Was sagen Ihnen die folgenden Namen? Frank Zappa, Jackson Browne, Grateful Dead, Jefferson Airplane, Herman’s Hermits.
Stirnrunzeln? Zu schwierig? Machen wir es einfacher. Leonard Cohen, Janis Joplin.
Es schwant etwas?
Ok, nun ist es eigentlich kein Rätsel mehr: John Lennon, Mick Jagger, Jimi Hendrix, Bob Dylan.
In der Tat handelt es sich durchgehend um Bands oder Musiker, die solo oder in Musikgruppen in den späten Sechzigern, den Siebzigern oder sogar noch lange danach die weltweite Musikszene bestimmten. Kurzzeitig oder als Evergreens, wobei ein einzelner Herr in dieser Reihe mit den verbliebenen anderen rollenden Steinen bis zu einem Durchschnittsalter von circa 80 Jahren regelmäßig auf Welttournee ging. Doch das ist eine andere Geschichte.
Nach seinen diversen literarischen Welterfolgen hat sich David Mitchell in ein ganz anderes, unerwartetes Metier gewagt. Eben in diese Musikszene der „Wild Sixties“, der wilden Sechziger.
Der Plot: Ein talentierter und ehrgeiziger Produzent stellt in England – wo sonst – eine Band zusammen. Natürlich zieht man zu Beginn erfolglos über die Dörfer, aber wird schließlich – wie könnte es anders sein – zu Weltstars. Im Laufe des Karriere-Weges trifft man so ganz nebenbei alle oben angeführten Legenden der damaligen Musikwelt. „Cool“, denkt der Leser und spürt den Promi-Schauer den Rücken runterlaufen. Ach ja, ist ja nur eine Geschichte. Die Band gab es nie, sie ist rein fiktiv. Aber die anderen ja schon. Also wenigstens ein bisschen Gänsehaut darf dann doch sein.

══════════

| Schriftliche Aufgabe 1 |
Geben Sie aus den Zeilen die Passage von der Zeile mit „Refer to the image above and pinpoint where the stemmed“ bis zur Zeile mit „xmin=97 ymin=162 xmax=161 ymax=195“ wortgetreu wieder.
| Schriftliche Aufgabe 2 |
Führen Sie die Rezension zu David Mitchells Roman über die Musikszene der Sechziger nach ihrem letzten Satz fort.
Der obige Text und die nachstehenden Zeilen sind voneinander unabhängiges Material.

(Einträge zur Regionsannotation)
══════════

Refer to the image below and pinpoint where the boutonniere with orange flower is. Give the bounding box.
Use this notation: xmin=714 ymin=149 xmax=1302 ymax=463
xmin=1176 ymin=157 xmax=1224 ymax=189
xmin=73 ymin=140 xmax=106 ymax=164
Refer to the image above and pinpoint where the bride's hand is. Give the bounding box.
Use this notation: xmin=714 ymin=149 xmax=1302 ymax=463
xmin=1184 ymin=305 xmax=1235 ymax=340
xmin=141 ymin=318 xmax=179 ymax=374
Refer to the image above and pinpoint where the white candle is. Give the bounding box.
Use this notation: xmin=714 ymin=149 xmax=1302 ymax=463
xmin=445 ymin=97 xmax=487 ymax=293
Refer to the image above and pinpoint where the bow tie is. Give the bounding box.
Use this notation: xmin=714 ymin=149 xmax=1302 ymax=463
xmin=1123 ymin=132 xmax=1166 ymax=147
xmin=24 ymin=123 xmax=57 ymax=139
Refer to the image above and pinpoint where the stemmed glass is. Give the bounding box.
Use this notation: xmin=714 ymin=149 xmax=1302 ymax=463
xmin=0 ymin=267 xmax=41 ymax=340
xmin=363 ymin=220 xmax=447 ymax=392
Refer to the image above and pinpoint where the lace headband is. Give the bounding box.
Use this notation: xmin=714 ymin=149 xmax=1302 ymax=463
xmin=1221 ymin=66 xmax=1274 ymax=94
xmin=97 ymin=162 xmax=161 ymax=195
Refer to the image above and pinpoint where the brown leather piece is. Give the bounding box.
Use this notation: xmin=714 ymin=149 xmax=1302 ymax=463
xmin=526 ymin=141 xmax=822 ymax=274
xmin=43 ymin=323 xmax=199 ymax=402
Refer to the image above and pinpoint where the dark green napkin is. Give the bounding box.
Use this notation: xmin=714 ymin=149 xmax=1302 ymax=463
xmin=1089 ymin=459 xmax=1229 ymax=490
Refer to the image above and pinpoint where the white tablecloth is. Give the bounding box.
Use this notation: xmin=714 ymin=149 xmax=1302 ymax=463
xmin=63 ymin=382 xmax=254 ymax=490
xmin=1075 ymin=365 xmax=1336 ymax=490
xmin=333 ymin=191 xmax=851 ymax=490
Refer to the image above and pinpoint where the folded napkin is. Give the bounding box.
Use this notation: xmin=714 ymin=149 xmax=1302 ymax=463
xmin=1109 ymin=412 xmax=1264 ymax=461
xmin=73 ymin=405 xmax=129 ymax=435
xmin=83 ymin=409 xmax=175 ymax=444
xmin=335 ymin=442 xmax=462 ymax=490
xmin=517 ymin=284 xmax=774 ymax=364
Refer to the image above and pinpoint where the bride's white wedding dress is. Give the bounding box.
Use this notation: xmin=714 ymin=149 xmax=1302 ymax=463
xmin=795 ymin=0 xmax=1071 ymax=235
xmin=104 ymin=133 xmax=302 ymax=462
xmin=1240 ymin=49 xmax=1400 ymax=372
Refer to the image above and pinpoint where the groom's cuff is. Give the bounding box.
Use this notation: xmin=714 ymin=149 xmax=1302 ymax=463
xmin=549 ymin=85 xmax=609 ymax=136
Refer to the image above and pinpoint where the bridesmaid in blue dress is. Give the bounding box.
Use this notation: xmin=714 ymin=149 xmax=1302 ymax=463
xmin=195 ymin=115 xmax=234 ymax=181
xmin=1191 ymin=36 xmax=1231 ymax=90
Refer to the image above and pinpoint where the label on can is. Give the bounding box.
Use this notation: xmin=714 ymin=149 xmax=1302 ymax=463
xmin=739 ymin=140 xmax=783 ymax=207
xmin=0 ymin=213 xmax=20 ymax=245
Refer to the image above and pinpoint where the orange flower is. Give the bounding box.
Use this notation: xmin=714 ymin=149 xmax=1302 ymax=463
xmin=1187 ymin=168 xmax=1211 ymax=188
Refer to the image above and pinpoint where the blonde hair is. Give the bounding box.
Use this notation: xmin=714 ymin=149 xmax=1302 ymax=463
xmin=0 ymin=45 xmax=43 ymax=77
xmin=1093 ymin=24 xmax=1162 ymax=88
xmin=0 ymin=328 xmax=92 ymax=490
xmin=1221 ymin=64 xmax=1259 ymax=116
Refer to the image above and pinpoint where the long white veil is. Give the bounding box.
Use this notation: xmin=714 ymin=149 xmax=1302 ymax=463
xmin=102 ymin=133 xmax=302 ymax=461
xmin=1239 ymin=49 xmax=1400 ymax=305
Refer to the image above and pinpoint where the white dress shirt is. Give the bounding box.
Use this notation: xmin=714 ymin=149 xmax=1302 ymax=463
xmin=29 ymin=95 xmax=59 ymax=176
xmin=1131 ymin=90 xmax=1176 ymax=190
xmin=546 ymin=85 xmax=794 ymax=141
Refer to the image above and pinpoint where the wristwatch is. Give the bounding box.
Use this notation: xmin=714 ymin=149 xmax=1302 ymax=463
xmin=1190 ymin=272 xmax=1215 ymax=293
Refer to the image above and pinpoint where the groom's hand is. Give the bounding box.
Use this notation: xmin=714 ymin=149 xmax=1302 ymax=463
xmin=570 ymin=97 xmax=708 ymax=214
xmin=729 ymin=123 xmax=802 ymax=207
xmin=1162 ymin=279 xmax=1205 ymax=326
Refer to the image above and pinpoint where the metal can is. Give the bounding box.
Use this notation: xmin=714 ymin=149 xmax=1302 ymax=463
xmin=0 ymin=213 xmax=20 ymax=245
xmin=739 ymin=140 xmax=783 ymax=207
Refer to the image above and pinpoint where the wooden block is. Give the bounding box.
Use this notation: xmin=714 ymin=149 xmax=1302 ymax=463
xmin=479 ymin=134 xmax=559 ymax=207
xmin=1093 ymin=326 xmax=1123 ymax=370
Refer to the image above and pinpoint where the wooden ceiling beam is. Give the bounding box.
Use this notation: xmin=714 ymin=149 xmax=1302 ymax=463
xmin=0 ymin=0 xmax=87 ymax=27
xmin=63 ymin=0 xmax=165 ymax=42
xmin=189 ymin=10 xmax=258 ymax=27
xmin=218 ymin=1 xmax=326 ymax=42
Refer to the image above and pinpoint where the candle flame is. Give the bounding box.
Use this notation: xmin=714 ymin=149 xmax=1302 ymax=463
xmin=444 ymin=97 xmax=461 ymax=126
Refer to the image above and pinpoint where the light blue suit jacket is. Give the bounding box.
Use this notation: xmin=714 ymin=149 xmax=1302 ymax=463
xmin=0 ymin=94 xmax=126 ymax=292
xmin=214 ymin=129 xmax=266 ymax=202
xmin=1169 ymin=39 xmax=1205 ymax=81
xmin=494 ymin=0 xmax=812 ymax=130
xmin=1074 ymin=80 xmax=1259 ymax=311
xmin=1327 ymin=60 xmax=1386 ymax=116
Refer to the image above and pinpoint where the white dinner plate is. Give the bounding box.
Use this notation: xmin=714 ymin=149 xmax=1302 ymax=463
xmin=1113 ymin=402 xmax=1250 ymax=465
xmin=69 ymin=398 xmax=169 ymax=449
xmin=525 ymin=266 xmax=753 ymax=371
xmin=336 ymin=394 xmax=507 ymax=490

══════════

| Übungsergebnis 1 |
Refer to the image above and pinpoint where the stemmed glass is. Give the bounding box.
Use this notation: xmin=714 ymin=149 xmax=1302 ymax=463
xmin=0 ymin=267 xmax=41 ymax=340
xmin=363 ymin=220 xmax=447 ymax=392
Refer to the image above and pinpoint where the lace headband is. Give the bounding box.
Use this notation: xmin=714 ymin=149 xmax=1302 ymax=463
xmin=1221 ymin=66 xmax=1274 ymax=94
xmin=97 ymin=162 xmax=161 ymax=195

| Übungsergebnis 2 |
Aber es wäre nicht ein Werk von David Mitchell, wenn es nicht doch die typischen Fantasie-Exzesse abseits des Haupt-Erzählstranges gäbe.
Jeder Protagonist der vierköpfigen Band erhält von Mitchell seinen ganz eigenen Charakter und seine ganz persönliche Story.
Da ist Dean, der Junge aus sozial schwachem Umfeld mit dem gewalttätigen Vater. Dean, der Frauenheld und der Angeklagte in einem Vaterschaftsprozess. Aber auch Dean, der begnadete Bassist, Komponist und Texter. Dean, der neben dem schon allseits selbstverständlichen Koks auch LSD-Versuchen nicht abgeneigt ist.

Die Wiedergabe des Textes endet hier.